* START Excerpt provided *

Specialized Turbo Levo FSR Carbon

The Butcher 650b x 2.8″ tyres find traction on anything

They’re here to stay

To be frank, we’ve heard it all before. Every mountain biker and their Nanna quickly formed an opinion about e-MTBs when Specialized first launched the Turbo Levo. Grannies were divided into those who frustrated their offspring by continually confusing the terms “mountain bike” and “dirt bike”, and those who, until then, hadn’t considered the possibility of having the strength to ride up a hill since their broken hip took them out of contention for the 1996 Cairns World Champs. Social media comments swarmed with strangely similar rhetoric from passionate mountain bikers, along with those who screamed for legislation or feared widespread trail closures due to the predicted ensuing carnage.

Two years on and the Levo has arguably done more for building and opening new trails than damaging or closing any. Round 2 of this year’s Enduro World Series was hosted in Derby, Tasmania; trails built with pedal-assist.

While we have been fortunate enough to have spent almost a year getting to know the original Levo FSR Expert 6Fattie, many mountain bikers have now experienced the surprise of a barely panting rider passing them on a climb, and likely enjoyed the challenge of keeping up, or catching them on the descent (yes, it was probably us). The Coastal Crew, web edit royalty hailing from the Sunshine Coast in BC, Canada, upset the internet when they took the original Levo to the next level. Filtering out the haters, it was a revelation for many that a pedal-assist mountain bike could descend, corner and even jump like a ‘real’ mountain bike.

There are plenty of other brands making e-MTBs too. Recent sales growth in Europe is beyond any other category of bikes. Driven to stay on top, Specialized have continued innovating and now present the 2018 Levo range.

* END Excerpt provided *

-- Prompt 1 --
According to the Turbo Levo review, where was Round 2 of this year's Enduro World Series hosted?
-- Prompt 2 --
Pick up the Turbo Levo review after its final sentence and keep writing it.

* START Record excerpts *

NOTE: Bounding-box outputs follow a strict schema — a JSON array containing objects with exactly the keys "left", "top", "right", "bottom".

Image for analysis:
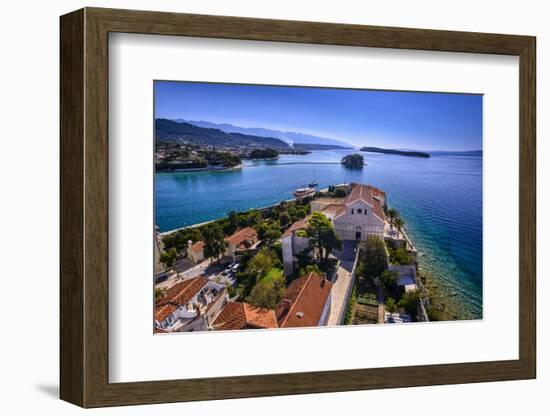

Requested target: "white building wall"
[{"left": 334, "top": 201, "right": 384, "bottom": 240}]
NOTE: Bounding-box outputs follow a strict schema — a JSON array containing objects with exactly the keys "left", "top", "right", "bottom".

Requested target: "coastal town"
[{"left": 154, "top": 183, "right": 438, "bottom": 334}]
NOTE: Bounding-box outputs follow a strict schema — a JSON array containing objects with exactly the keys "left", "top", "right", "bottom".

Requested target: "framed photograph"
[{"left": 60, "top": 8, "right": 536, "bottom": 407}]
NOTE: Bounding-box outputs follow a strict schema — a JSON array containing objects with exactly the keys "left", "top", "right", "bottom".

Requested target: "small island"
[
  {"left": 244, "top": 147, "right": 279, "bottom": 160},
  {"left": 359, "top": 146, "right": 430, "bottom": 158},
  {"left": 342, "top": 153, "right": 365, "bottom": 169}
]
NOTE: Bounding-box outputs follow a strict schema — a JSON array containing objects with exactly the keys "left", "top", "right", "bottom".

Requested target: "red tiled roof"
[
  {"left": 344, "top": 183, "right": 386, "bottom": 221},
  {"left": 191, "top": 241, "right": 206, "bottom": 253},
  {"left": 283, "top": 215, "right": 309, "bottom": 237},
  {"left": 275, "top": 273, "right": 332, "bottom": 328},
  {"left": 155, "top": 276, "right": 208, "bottom": 322},
  {"left": 321, "top": 204, "right": 346, "bottom": 215},
  {"left": 225, "top": 227, "right": 258, "bottom": 246},
  {"left": 212, "top": 301, "right": 277, "bottom": 331}
]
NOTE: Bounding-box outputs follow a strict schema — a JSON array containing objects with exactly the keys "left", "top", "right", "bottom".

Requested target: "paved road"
[{"left": 327, "top": 240, "right": 357, "bottom": 326}]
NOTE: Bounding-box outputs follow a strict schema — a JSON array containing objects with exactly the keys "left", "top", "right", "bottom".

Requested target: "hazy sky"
[{"left": 155, "top": 81, "right": 482, "bottom": 150}]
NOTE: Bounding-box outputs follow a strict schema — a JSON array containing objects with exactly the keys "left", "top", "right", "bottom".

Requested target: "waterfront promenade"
[{"left": 327, "top": 241, "right": 357, "bottom": 326}]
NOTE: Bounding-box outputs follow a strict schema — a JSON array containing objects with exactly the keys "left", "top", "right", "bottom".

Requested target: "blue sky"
[{"left": 155, "top": 81, "right": 482, "bottom": 150}]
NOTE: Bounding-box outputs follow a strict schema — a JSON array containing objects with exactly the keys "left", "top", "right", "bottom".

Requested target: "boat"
[{"left": 294, "top": 187, "right": 316, "bottom": 198}]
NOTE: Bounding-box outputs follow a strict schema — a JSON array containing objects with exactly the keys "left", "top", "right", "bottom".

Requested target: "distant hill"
[
  {"left": 294, "top": 143, "right": 351, "bottom": 150},
  {"left": 155, "top": 118, "right": 290, "bottom": 150},
  {"left": 430, "top": 150, "right": 483, "bottom": 156},
  {"left": 179, "top": 119, "right": 354, "bottom": 149},
  {"left": 359, "top": 146, "right": 430, "bottom": 157}
]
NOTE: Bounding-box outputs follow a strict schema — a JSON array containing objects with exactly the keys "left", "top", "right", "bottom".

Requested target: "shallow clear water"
[{"left": 155, "top": 151, "right": 482, "bottom": 319}]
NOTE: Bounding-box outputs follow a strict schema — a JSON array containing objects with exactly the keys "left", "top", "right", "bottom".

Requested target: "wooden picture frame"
[{"left": 60, "top": 8, "right": 536, "bottom": 407}]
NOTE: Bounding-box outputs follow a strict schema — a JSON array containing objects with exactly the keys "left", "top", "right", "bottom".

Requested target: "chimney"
[{"left": 281, "top": 299, "right": 292, "bottom": 313}]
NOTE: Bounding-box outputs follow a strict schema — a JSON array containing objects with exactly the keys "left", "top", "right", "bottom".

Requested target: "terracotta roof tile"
[
  {"left": 275, "top": 273, "right": 332, "bottom": 328},
  {"left": 225, "top": 227, "right": 258, "bottom": 246},
  {"left": 191, "top": 241, "right": 206, "bottom": 253},
  {"left": 337, "top": 183, "right": 386, "bottom": 221},
  {"left": 155, "top": 276, "right": 208, "bottom": 322},
  {"left": 212, "top": 301, "right": 277, "bottom": 331}
]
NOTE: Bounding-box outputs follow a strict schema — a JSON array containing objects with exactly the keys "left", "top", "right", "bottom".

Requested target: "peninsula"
[{"left": 359, "top": 146, "right": 430, "bottom": 158}]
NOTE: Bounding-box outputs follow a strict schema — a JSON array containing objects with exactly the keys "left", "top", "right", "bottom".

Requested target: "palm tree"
[
  {"left": 395, "top": 217, "right": 405, "bottom": 235},
  {"left": 388, "top": 208, "right": 399, "bottom": 230}
]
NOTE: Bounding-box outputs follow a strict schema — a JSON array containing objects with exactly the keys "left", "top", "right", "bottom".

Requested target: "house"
[
  {"left": 275, "top": 273, "right": 332, "bottom": 328},
  {"left": 224, "top": 227, "right": 259, "bottom": 261},
  {"left": 311, "top": 183, "right": 386, "bottom": 241},
  {"left": 187, "top": 240, "right": 205, "bottom": 263},
  {"left": 388, "top": 264, "right": 417, "bottom": 292},
  {"left": 281, "top": 216, "right": 309, "bottom": 276},
  {"left": 155, "top": 276, "right": 227, "bottom": 332},
  {"left": 211, "top": 301, "right": 277, "bottom": 331}
]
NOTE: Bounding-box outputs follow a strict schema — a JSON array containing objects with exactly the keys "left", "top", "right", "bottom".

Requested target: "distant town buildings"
[{"left": 155, "top": 183, "right": 427, "bottom": 333}]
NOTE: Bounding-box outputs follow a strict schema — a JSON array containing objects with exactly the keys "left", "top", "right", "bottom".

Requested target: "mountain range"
[
  {"left": 177, "top": 119, "right": 354, "bottom": 149},
  {"left": 155, "top": 118, "right": 290, "bottom": 150}
]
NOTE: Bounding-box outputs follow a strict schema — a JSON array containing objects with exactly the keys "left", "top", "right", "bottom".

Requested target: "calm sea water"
[{"left": 155, "top": 151, "right": 482, "bottom": 319}]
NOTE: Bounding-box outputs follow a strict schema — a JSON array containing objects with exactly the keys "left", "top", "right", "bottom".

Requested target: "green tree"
[
  {"left": 300, "top": 264, "right": 322, "bottom": 277},
  {"left": 357, "top": 236, "right": 388, "bottom": 289},
  {"left": 388, "top": 208, "right": 399, "bottom": 230},
  {"left": 202, "top": 224, "right": 227, "bottom": 259},
  {"left": 159, "top": 247, "right": 178, "bottom": 267},
  {"left": 279, "top": 211, "right": 290, "bottom": 227},
  {"left": 223, "top": 211, "right": 239, "bottom": 235},
  {"left": 385, "top": 298, "right": 397, "bottom": 313},
  {"left": 256, "top": 220, "right": 282, "bottom": 246},
  {"left": 246, "top": 269, "right": 285, "bottom": 309},
  {"left": 245, "top": 247, "right": 281, "bottom": 283},
  {"left": 379, "top": 270, "right": 399, "bottom": 293},
  {"left": 359, "top": 235, "right": 388, "bottom": 279},
  {"left": 394, "top": 217, "right": 405, "bottom": 234},
  {"left": 398, "top": 290, "right": 420, "bottom": 319},
  {"left": 334, "top": 188, "right": 347, "bottom": 198},
  {"left": 155, "top": 287, "right": 164, "bottom": 302},
  {"left": 306, "top": 212, "right": 342, "bottom": 263},
  {"left": 391, "top": 247, "right": 412, "bottom": 266}
]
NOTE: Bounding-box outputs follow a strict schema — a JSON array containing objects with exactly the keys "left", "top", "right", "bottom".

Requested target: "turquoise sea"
[{"left": 155, "top": 150, "right": 482, "bottom": 319}]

* END Record excerpts *

-- Answer 1 --
Derby, Tasmania.

-- Answer 2 --
The Coastal Crew revealed just how capable the Turbo Levo is on demanding trails

Why carbon?

No one’s going to be ‘gramming a #weightweenie shot of them lifting a Levo with their pinky finger. Using the standardised unit of measurement for any bike related mass, the new carbon S-Works Levo drops frame weight by one bidon of your now near redundant electrolyte fluid. When you’re already manoeuvring 30+ bidons up, down and around your favourite trails with, let’s not forget, the assistance of a motor, just how much difference is one bidon going to make?

According to Specialized, the main benefits of utilising carbon fibre is improved ride quality from increased frame stiffness.

“The frame is 40% stiffer, laterally, in the rear end and 20% stiffer overall. Stiff, planted, and confident—awesome.”

As expected, the S-Works, utilising FACT 11m carbon fibre in the main frame and rear end, is “awesome”. What’s FACT 11m? Well, it’s another industry acronym followed by over simplified marketing jargon to differentiate the modulus (stiffness) of the carbon fibres used in the layup. Essentially, the higher the number, the lighter and/or stiffer the frame can be. The Expert and Comp Carbon models have an alloy rear end and the front end is made from FACT 9m carbon, so we can expect more modest stiffness stats and a not-so-full bidon of weight reduction.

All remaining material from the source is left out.